DOCUMENT SECTION:

=== Section Start ===

The members of the National Assembly and the Senate were sworn in for the new parliamentary term on 3 September 2013. Given ZANU–PF's large majority of seats, its candidates for the posts of Speaker of the National Assembly and President of the Senate were assured of election, and the MDC-T did not present candidates for the posts. ZANU–PF's candidates were elected without opposition on the same day: in the National Assembly, Jacob Mudenda as Speaker and Mabel Chinomona as Deputy Speaker, and in the Senate, Edna Madzongwe as president and Chenhamo Chimutengwende as vice-president. MDC-T MPs boycotted the vote that elected Mudenda as Speaker.

=== Section End ===

Records taken from a dataset
=== Section Start ===

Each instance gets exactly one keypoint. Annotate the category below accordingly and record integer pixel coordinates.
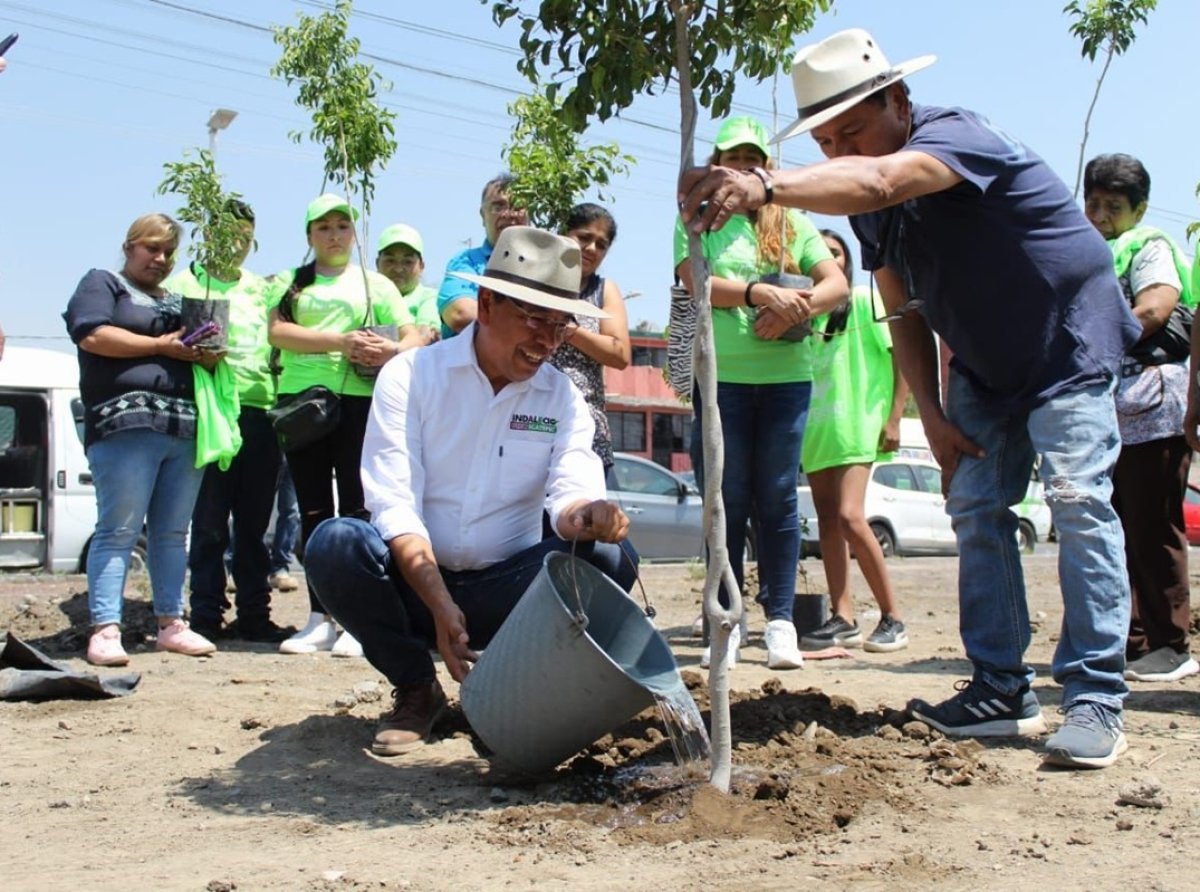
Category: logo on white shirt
(539, 424)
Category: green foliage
(1193, 228)
(1107, 24)
(552, 171)
(340, 93)
(604, 55)
(217, 235)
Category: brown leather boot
(415, 710)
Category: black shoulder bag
(303, 418)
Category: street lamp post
(217, 121)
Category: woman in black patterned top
(598, 342)
(136, 379)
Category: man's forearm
(414, 557)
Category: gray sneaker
(1162, 665)
(889, 635)
(1090, 737)
(833, 633)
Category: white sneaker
(347, 646)
(783, 651)
(731, 659)
(318, 634)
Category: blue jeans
(287, 521)
(351, 567)
(1077, 436)
(763, 427)
(142, 478)
(246, 491)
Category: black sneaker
(1090, 737)
(1162, 665)
(978, 710)
(889, 635)
(262, 630)
(833, 633)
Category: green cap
(322, 205)
(742, 131)
(401, 234)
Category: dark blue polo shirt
(1013, 277)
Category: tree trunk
(720, 620)
(1087, 118)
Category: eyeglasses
(558, 327)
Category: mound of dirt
(805, 764)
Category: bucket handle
(581, 616)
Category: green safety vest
(1127, 245)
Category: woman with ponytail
(853, 420)
(763, 375)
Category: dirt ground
(252, 771)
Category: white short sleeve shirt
(467, 468)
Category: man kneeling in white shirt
(469, 441)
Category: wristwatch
(768, 184)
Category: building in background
(646, 417)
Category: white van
(47, 500)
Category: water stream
(685, 726)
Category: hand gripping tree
(551, 169)
(1108, 25)
(341, 94)
(604, 55)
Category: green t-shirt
(339, 305)
(419, 307)
(250, 353)
(852, 389)
(742, 357)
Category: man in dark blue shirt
(969, 234)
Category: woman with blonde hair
(855, 419)
(763, 375)
(321, 318)
(136, 379)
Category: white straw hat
(839, 72)
(539, 268)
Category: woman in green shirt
(763, 378)
(319, 331)
(855, 418)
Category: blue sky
(101, 93)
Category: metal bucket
(575, 658)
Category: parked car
(1192, 514)
(907, 513)
(666, 514)
(47, 498)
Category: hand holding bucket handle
(451, 630)
(598, 520)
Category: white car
(666, 514)
(907, 513)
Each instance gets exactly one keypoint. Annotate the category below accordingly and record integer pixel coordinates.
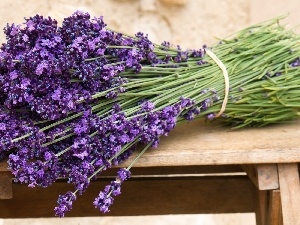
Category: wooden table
(198, 168)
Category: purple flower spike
(64, 203)
(123, 174)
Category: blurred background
(190, 23)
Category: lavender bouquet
(78, 99)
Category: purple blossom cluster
(50, 70)
(50, 81)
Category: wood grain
(198, 143)
(5, 185)
(274, 215)
(263, 176)
(155, 196)
(290, 193)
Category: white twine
(226, 79)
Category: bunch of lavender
(79, 98)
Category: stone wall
(190, 23)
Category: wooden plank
(156, 196)
(263, 176)
(164, 170)
(274, 216)
(5, 185)
(267, 176)
(197, 143)
(290, 193)
(261, 206)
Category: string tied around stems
(226, 79)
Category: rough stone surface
(190, 23)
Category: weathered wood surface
(142, 196)
(6, 185)
(264, 176)
(290, 193)
(198, 143)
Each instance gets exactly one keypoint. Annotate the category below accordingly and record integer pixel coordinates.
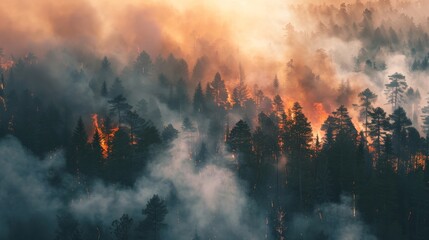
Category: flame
(5, 64)
(104, 137)
(318, 116)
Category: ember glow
(262, 119)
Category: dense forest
(93, 146)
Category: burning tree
(395, 89)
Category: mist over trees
(160, 147)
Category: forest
(327, 144)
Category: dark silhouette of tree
(276, 84)
(240, 94)
(202, 156)
(97, 153)
(78, 148)
(279, 108)
(142, 108)
(301, 136)
(399, 125)
(169, 134)
(143, 65)
(121, 228)
(155, 212)
(147, 136)
(187, 125)
(104, 92)
(240, 142)
(120, 165)
(366, 99)
(395, 89)
(118, 106)
(199, 99)
(240, 138)
(218, 91)
(378, 128)
(413, 104)
(117, 88)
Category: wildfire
(6, 64)
(104, 137)
(318, 116)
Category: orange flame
(104, 137)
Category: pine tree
(198, 100)
(169, 134)
(104, 92)
(143, 65)
(219, 91)
(276, 84)
(77, 151)
(399, 124)
(120, 164)
(301, 136)
(378, 128)
(117, 88)
(366, 99)
(240, 138)
(155, 212)
(97, 151)
(119, 105)
(395, 89)
(202, 155)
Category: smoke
(210, 201)
(331, 221)
(27, 200)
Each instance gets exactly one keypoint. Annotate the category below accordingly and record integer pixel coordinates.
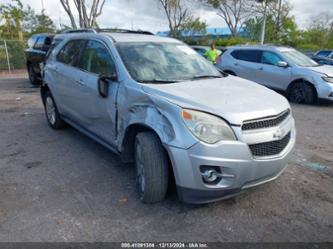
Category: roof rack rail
(72, 31)
(115, 30)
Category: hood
(325, 69)
(231, 98)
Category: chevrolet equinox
(156, 102)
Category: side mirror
(282, 64)
(103, 84)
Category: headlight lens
(328, 79)
(208, 128)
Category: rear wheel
(52, 114)
(152, 167)
(33, 76)
(302, 93)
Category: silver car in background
(281, 68)
(158, 103)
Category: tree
(12, 15)
(177, 14)
(233, 12)
(37, 23)
(193, 26)
(87, 16)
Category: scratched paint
(317, 166)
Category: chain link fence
(12, 55)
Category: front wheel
(301, 93)
(52, 114)
(152, 167)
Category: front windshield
(299, 59)
(164, 62)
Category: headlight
(207, 128)
(328, 79)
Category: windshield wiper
(158, 81)
(198, 77)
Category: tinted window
(270, 58)
(32, 41)
(324, 53)
(40, 43)
(248, 55)
(151, 62)
(97, 59)
(70, 53)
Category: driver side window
(97, 59)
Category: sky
(148, 15)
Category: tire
(152, 167)
(302, 93)
(33, 76)
(52, 115)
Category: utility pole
(279, 16)
(263, 27)
(42, 5)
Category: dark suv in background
(38, 46)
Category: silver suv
(281, 68)
(156, 102)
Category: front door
(97, 113)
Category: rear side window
(97, 59)
(32, 41)
(70, 53)
(247, 55)
(270, 58)
(40, 42)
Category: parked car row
(158, 103)
(280, 68)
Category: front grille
(270, 148)
(265, 122)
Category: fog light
(210, 174)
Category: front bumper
(325, 91)
(234, 158)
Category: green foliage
(19, 21)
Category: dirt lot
(62, 186)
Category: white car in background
(280, 68)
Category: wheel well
(127, 152)
(302, 81)
(127, 149)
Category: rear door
(97, 113)
(247, 63)
(270, 74)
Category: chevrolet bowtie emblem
(278, 134)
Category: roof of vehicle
(267, 47)
(120, 37)
(132, 37)
(43, 34)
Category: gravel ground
(62, 186)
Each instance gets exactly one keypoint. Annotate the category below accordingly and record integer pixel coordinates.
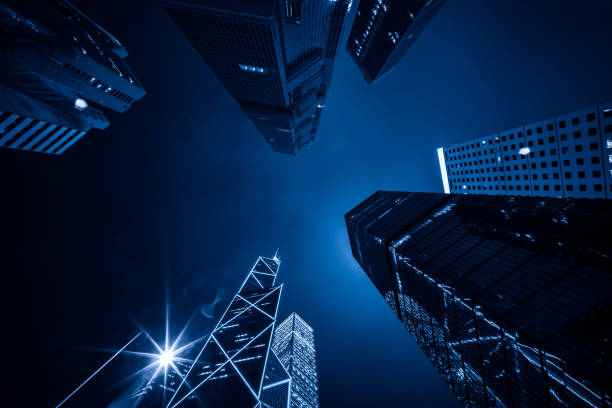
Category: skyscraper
(56, 65)
(275, 57)
(384, 30)
(509, 297)
(293, 343)
(567, 156)
(236, 368)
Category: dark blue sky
(182, 191)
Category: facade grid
(568, 156)
(56, 65)
(275, 58)
(384, 30)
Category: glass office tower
(56, 67)
(384, 30)
(508, 296)
(236, 368)
(293, 343)
(567, 156)
(275, 57)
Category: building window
(251, 68)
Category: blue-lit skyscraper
(567, 156)
(384, 30)
(236, 367)
(56, 68)
(293, 343)
(275, 57)
(509, 297)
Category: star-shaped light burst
(164, 359)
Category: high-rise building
(293, 343)
(275, 57)
(56, 66)
(508, 296)
(236, 367)
(384, 30)
(567, 156)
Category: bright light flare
(80, 103)
(166, 358)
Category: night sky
(181, 193)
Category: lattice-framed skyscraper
(293, 343)
(275, 57)
(508, 296)
(56, 65)
(236, 367)
(567, 156)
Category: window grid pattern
(580, 153)
(19, 132)
(293, 342)
(570, 156)
(476, 167)
(225, 43)
(605, 122)
(275, 68)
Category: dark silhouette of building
(275, 57)
(293, 343)
(384, 30)
(509, 297)
(236, 367)
(56, 65)
(570, 156)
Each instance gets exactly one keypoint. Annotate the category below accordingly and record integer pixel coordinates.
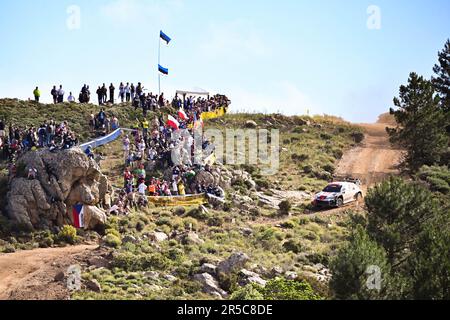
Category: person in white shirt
(128, 92)
(142, 188)
(71, 98)
(61, 94)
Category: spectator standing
(111, 93)
(61, 94)
(71, 98)
(37, 94)
(128, 92)
(100, 96)
(54, 94)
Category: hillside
(144, 264)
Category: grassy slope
(311, 239)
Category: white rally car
(337, 194)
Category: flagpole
(159, 63)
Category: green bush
(282, 289)
(249, 292)
(198, 214)
(68, 234)
(307, 169)
(338, 153)
(293, 246)
(113, 241)
(358, 137)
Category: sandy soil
(30, 275)
(374, 160)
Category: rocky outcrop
(210, 285)
(233, 264)
(64, 178)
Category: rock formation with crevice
(64, 178)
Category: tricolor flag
(78, 216)
(163, 70)
(173, 123)
(198, 122)
(164, 37)
(183, 116)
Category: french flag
(173, 123)
(183, 116)
(164, 37)
(78, 216)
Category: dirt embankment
(29, 275)
(374, 160)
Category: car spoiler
(348, 179)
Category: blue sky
(269, 56)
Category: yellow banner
(220, 112)
(179, 201)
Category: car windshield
(333, 188)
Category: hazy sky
(288, 56)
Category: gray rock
(192, 238)
(60, 276)
(291, 275)
(98, 262)
(251, 124)
(210, 285)
(234, 263)
(129, 239)
(67, 175)
(93, 285)
(208, 268)
(158, 237)
(247, 277)
(170, 278)
(152, 275)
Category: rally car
(337, 194)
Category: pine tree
(349, 268)
(397, 211)
(421, 129)
(441, 81)
(429, 266)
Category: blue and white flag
(165, 37)
(163, 70)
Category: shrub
(329, 168)
(112, 241)
(338, 153)
(326, 136)
(282, 289)
(358, 137)
(249, 292)
(307, 169)
(293, 246)
(300, 157)
(288, 225)
(198, 214)
(68, 234)
(215, 221)
(179, 211)
(285, 207)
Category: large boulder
(210, 285)
(234, 263)
(64, 178)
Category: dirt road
(374, 160)
(29, 275)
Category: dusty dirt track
(29, 275)
(374, 160)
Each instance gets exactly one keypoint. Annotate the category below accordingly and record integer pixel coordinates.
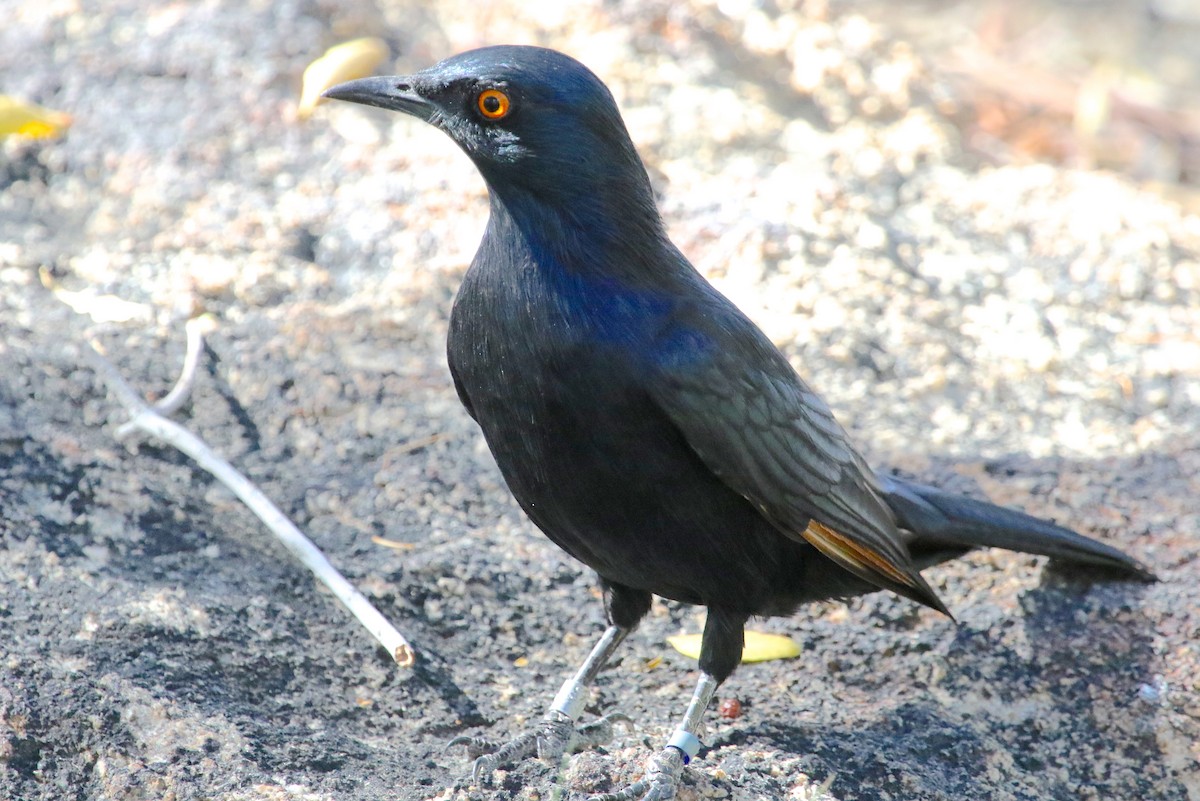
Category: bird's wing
(767, 435)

=== Section End ===

REQUIRED ACTIONS:
**a.** Echo the passage about the 2013 swearing-in of the National Assembly and Senate word for word, starting at "The members of" and ending at "Mudenda as Speaker.".
**b.** In the passage about the 2013 swearing-in of the National Assembly and Senate, who was elected Deputy Speaker of the National Assembly?
**c.** Go on with the passage about the 2013 swearing-in of the National Assembly and Senate from the point where it stops.

PER-TASK ANSWERS:
**a.**
The members of the National Assembly and the Senate were sworn in for the new parliamentary term on 3 September 2013. Given ZANU–PF's large majority of seats, its candidates for the posts of Speaker of the National Assembly and President of the Senate were assured of election, and the MDC-T did not present candidates for the posts. ZANU–PF's candidates were elected without opposition on the same day: in the National Assembly, Jacob Mudenda as Speaker and Mabel Chinomona as Deputy Speaker, and in the Senate, Edna Madzongwe as president and Chenhamo Chimutengwende as vice-president. MDC-T MPs boycotted the vote that elected Mudenda as Speaker.

**b.** Mabel Chinomona

**c.**
On 10 September 2013, Mugabe appointed his new cabinet. The cabinet line-up was generally characterised as rewarding veteran ZANU–PF hardliners, who were appointed to most of the key posts: Patrick Chinamasa as Minister of Finance, Emmerson Mnangagwa as Minister of Justice, Sydney Sekeramayi as Minister of Defense, and Jonathan Moyo as Minister of Information. However, some posts went to ZANU–PF moderates and younger politicians.

President Mugabe opened Parliament on 17 September 2013. On that occasion he vowed that "the indigenisation programme is to be pursued with renewed vigour".